WORK INSTRUCTION: All lines in the listing below from the one containing "I'm looking at the image above. Where does the wooden" through the last should be written out exactly, and only those.

[[ RECORDS FOR THIS TASK, beginning ]]

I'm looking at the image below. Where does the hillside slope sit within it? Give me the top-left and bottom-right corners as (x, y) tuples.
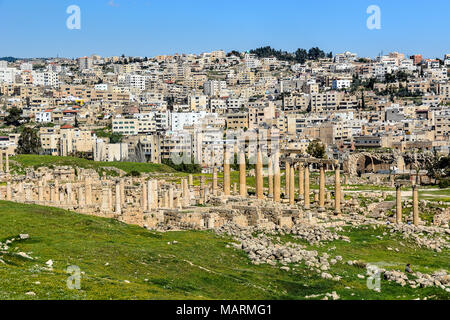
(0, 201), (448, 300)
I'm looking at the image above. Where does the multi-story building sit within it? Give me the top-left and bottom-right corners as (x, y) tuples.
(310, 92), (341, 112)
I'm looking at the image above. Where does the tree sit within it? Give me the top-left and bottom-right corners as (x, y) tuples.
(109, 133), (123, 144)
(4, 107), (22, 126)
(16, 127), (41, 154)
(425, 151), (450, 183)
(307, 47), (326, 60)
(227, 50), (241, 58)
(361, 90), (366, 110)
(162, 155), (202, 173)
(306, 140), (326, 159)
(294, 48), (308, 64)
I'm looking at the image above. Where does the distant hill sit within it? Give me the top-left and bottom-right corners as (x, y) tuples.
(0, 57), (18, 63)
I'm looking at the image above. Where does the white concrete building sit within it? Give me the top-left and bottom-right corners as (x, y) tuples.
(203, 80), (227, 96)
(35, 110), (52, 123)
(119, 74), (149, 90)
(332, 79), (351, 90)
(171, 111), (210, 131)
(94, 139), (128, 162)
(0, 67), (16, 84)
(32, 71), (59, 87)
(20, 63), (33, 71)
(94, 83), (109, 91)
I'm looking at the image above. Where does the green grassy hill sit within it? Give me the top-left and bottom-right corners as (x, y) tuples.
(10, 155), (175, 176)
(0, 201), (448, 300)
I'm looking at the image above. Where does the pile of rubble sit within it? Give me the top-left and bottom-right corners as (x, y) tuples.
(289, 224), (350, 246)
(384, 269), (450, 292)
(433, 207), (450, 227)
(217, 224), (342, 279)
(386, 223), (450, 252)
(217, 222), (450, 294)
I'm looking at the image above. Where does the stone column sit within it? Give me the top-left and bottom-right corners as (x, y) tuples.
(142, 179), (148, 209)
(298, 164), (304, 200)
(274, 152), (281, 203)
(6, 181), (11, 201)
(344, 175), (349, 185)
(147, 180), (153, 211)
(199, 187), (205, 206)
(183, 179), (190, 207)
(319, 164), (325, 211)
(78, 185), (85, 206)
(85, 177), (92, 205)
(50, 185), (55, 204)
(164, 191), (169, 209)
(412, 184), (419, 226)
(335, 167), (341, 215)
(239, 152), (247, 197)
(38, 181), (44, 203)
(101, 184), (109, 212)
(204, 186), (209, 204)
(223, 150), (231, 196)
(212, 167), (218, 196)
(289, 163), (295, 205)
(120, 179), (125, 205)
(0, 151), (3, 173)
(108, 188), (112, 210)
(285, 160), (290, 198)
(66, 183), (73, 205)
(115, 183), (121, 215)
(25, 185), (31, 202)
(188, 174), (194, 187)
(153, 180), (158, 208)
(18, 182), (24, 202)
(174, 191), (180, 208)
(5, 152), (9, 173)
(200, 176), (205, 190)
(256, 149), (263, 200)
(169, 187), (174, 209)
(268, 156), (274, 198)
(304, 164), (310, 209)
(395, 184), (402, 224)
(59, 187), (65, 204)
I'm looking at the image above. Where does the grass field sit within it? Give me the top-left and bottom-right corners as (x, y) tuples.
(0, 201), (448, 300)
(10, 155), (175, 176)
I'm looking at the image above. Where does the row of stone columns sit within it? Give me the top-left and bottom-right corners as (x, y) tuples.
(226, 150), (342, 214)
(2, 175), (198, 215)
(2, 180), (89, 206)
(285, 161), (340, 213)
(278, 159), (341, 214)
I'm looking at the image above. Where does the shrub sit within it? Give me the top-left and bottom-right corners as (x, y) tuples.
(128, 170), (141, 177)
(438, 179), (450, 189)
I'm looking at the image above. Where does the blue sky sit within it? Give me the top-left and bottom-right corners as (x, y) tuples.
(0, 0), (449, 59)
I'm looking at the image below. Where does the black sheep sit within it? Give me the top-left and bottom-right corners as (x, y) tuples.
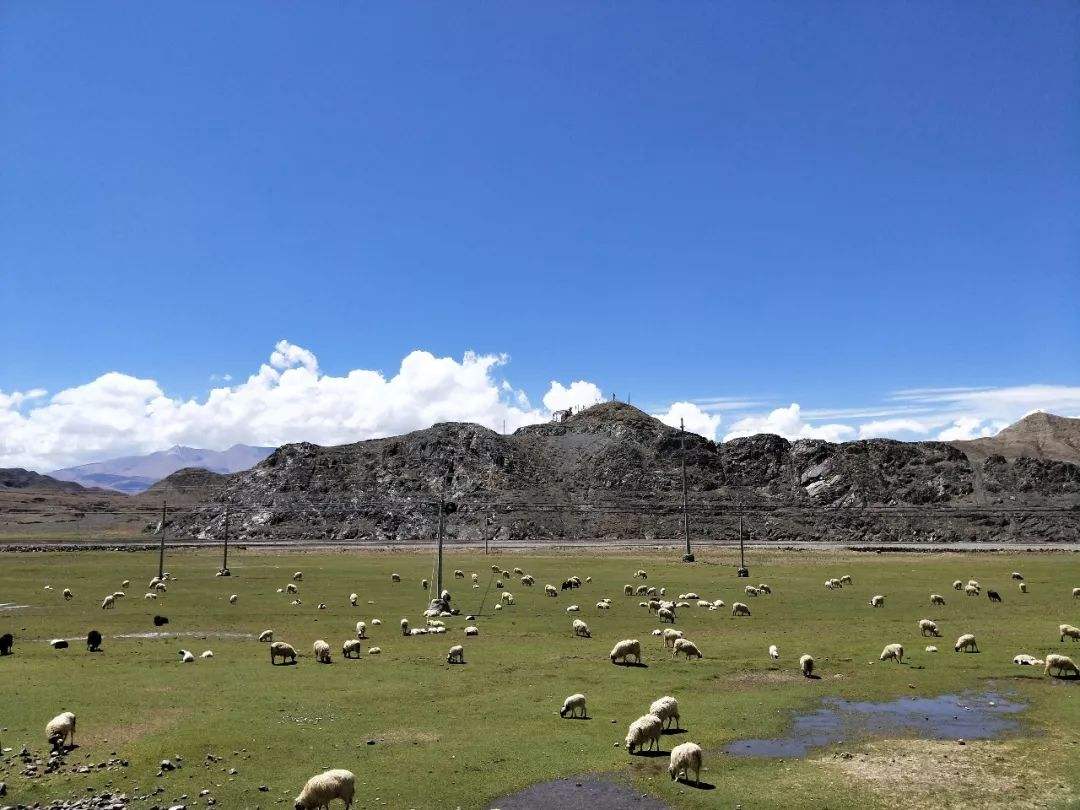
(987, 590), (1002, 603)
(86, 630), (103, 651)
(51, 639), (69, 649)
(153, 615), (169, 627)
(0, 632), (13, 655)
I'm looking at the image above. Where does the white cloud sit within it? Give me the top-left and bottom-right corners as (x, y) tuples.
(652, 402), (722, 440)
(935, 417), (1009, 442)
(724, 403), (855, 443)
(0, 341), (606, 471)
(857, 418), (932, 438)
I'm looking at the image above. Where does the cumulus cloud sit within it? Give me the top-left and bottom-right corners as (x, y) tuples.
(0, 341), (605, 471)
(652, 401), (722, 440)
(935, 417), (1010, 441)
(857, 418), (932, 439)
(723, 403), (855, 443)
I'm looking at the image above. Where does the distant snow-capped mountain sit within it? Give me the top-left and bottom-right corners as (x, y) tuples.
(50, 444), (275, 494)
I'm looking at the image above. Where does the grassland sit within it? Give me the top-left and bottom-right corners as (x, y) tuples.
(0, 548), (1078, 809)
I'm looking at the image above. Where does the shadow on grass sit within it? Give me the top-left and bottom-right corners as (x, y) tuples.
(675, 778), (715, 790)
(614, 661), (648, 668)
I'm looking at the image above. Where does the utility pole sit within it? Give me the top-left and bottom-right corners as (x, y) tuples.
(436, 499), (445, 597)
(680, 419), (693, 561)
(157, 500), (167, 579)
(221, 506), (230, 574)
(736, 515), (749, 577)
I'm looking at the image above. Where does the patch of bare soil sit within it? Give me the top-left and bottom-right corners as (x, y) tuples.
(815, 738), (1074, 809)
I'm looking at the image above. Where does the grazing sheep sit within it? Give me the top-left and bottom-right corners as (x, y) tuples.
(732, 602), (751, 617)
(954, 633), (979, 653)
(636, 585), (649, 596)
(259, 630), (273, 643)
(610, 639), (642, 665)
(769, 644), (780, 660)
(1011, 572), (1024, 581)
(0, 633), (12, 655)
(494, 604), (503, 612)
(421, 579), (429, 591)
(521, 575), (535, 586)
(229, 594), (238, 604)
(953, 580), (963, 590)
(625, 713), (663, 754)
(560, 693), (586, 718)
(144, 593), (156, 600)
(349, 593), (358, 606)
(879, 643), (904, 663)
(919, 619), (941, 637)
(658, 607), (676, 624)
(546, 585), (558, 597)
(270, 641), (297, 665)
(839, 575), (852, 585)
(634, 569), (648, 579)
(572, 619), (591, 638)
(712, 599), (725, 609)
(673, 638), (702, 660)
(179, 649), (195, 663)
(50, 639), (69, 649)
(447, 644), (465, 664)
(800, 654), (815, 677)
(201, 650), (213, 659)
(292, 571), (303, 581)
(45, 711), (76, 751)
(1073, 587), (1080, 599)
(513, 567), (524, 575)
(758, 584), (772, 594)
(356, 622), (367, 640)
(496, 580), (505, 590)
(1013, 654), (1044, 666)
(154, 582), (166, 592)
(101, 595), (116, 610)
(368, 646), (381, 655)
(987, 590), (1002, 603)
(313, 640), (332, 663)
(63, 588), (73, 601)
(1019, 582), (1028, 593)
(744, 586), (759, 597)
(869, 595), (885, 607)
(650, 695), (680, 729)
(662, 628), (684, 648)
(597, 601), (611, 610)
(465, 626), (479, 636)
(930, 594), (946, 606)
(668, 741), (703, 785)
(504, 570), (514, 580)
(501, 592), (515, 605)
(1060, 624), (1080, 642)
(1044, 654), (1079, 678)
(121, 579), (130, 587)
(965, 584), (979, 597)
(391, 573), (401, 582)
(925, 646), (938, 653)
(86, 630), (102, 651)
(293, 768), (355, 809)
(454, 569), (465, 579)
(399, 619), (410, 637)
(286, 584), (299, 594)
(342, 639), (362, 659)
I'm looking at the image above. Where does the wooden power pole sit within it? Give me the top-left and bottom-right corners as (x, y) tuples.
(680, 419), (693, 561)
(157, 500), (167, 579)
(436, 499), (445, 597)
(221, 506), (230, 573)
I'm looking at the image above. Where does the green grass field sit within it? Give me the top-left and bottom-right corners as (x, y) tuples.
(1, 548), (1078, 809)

[[ RECORDS FOR THIS TASK, end ]]

THE COMPLETED TASK:
I'm looking at the image above. Where does the wooden power pole sit within it? Give me the top-left and bottom-right corners as (x, y) tuples.
(680, 419), (693, 561)
(157, 500), (167, 579)
(436, 499), (445, 597)
(221, 506), (230, 573)
I'm looking at the image above. Where does the green grass field sit within it? Give me the top-left and bottom-right corners as (x, y) tuples.
(1, 548), (1078, 809)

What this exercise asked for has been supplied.